EXERCISE: Revise the entries below so that every "Reply with" becomes "Respond with", and keep everything else the same.

RECORDS TO PROCESS:
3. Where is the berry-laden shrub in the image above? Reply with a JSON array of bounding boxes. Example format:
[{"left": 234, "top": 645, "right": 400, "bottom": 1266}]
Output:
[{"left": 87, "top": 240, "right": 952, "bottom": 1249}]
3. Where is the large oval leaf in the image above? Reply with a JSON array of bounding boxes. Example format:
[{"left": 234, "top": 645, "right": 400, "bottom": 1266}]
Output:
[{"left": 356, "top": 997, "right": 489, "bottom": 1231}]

ANSWER TO THE EXERCISE:
3. Where is the berry-laden shrub in the image above? Respond with a JSON array of bounding boxes. Example format:
[{"left": 234, "top": 645, "right": 400, "bottom": 1266}]
Output:
[{"left": 87, "top": 240, "right": 952, "bottom": 1249}]
3. Where is the large oval leaf in the image above? Respond with a JSON array of bounding boxes. Example format:
[{"left": 234, "top": 645, "right": 400, "bottom": 1266}]
Output:
[{"left": 356, "top": 997, "right": 489, "bottom": 1231}]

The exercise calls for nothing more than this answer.